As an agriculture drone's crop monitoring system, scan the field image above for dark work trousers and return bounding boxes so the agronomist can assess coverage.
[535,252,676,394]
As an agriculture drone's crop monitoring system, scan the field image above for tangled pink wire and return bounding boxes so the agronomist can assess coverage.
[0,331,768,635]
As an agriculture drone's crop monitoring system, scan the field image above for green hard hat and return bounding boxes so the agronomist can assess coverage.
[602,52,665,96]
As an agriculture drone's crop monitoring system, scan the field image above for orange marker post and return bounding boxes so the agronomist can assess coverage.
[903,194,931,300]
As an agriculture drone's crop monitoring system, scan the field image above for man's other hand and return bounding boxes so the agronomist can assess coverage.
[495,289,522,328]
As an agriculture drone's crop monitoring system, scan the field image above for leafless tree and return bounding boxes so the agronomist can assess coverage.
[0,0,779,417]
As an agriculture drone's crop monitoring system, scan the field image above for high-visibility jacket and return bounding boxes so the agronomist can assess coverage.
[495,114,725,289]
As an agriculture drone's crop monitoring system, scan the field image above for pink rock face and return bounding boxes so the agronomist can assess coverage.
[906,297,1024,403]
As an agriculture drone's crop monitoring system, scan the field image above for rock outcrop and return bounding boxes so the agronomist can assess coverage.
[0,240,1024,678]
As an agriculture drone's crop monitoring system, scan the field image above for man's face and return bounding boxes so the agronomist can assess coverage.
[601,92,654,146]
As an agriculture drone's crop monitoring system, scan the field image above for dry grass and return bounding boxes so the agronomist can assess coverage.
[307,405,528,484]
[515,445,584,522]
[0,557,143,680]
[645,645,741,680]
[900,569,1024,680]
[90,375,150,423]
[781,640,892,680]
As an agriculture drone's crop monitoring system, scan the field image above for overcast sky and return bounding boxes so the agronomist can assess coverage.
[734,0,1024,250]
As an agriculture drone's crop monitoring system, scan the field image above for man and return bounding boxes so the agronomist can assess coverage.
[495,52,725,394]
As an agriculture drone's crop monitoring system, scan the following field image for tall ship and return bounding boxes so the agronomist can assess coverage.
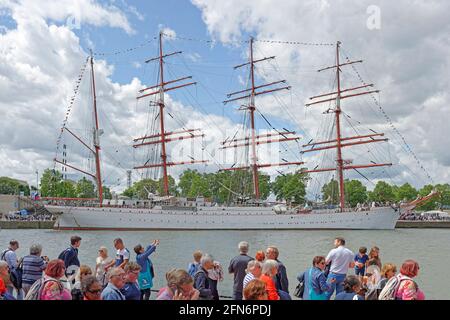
[45,32,401,230]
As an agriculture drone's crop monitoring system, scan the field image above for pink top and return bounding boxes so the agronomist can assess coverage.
[41,277,72,300]
[395,276,425,300]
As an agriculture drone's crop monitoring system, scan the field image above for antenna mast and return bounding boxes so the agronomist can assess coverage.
[301,41,392,211]
[133,31,207,196]
[221,37,303,200]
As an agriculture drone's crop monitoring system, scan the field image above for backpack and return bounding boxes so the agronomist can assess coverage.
[378,276,412,300]
[1,249,23,290]
[24,278,57,300]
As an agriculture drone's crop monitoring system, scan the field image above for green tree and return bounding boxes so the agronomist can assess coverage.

#### Work to do
Render all of the items above as a numbered list, one line per entry, with blank lines omitted and the pictures left out.

#### Task output
1. As an agriculture drone's crop monitoring system, scan the field image above for dark work trousers and return bounding boxes so the agronomist can assess coverage.
2. [535,252,676,394]
3. As an agriculture drone's crop monitoring system, scan the field image above for tangled pink wire and return bounding boxes so the agronomist can assess coverage.
4. [0,331,768,635]
5. As an agriculture drone's crop monitoring system, scan the field image above for green hard hat and return bounding boxes so the agronomist can assess coverage.
6. [602,52,665,96]
7. As an agriculture drone's crop monitoring system, scan the field image above for orange marker post and return bounding boxes so the agronomist can assess coverage.
8. [903,194,931,300]
9. As an agriculture drone's crop monitoring system, scan the field image above for man's other hand and return bounding boxes so the agronomist can assess coverage.
10. [495,289,522,328]
11. As an agriculture drone's crop monitoring system, scan the field image above for leafless tree and return bounding boxes so the agronomist can assess coverage.
12. [0,0,779,417]
13. As an agriculture drone's crop monitoring system, scan the field image above for high-visibility jacket and return bounding boxes so the agronomist can assess coverage.
14. [495,114,725,289]
15. As an agriculture drone's crop monitoring system, scan the field image above for pink rock face and return bounding boxes so the agronomist can assess coverage.
16. [906,297,1024,403]
17. As an agriculture drone's crop monitoring system, scan the field image above for rock outcrop and return bounding boxes so the agronomist can assess coverage.
18. [0,240,1024,678]
19. As an agriculture drone's crop monitoring system, scan the field image above for man's face and return bounding boxes so the agronomist can assess coverage.
20. [601,92,654,146]
21. As an agriculture drone's crop monitoring system, scan the field image above for dry grass and return bounding boxes so the agronomist can assess coverage.
22. [307,405,528,484]
23. [515,445,584,522]
24. [0,557,143,680]
25. [645,645,741,680]
26. [900,569,1024,680]
27. [90,375,150,423]
28. [781,640,892,680]
29. As an agriculture drone's crop monitoring system, scan the field image above for overcast sky and return bounding boxes so the agronomist can assess coverage.
30. [734,0,1024,250]
31. As an agriculture drone's crop monitoring system, scan the field image above for man and return bounding boxes so the agronomist can assess coverage.
32. [495,52,725,394]
33. As an agriculture drone's crop monitoring system, scan the following field image for tall ship and return bounding boxes so the agronomist can assess coverage.
34. [45,32,401,230]
35. As an agriculture drone's crop monitoring system, scan the field image above for pink top and return bounding boxes so the agronomist can assess coverage.
36. [41,277,72,300]
37. [395,276,425,300]
38. As an agriculture drone's crop monitoring system, scan the field image above for antenna mast and return bounding boxes so the agronomist can assess coverage.
39. [301,41,392,211]
40. [133,31,207,196]
41. [221,37,303,200]
42. As an agriculture drone's crop monitoring system, scan the field image above for backpack and return bounding boxes so the agronomist can assess coverage.
43. [378,276,412,300]
44. [1,249,23,290]
45. [24,278,57,300]
46. As an agriculture drone's crop monitoring system, scan the field image above for green tree and return bounding boxes so the agronomist can assess coverage.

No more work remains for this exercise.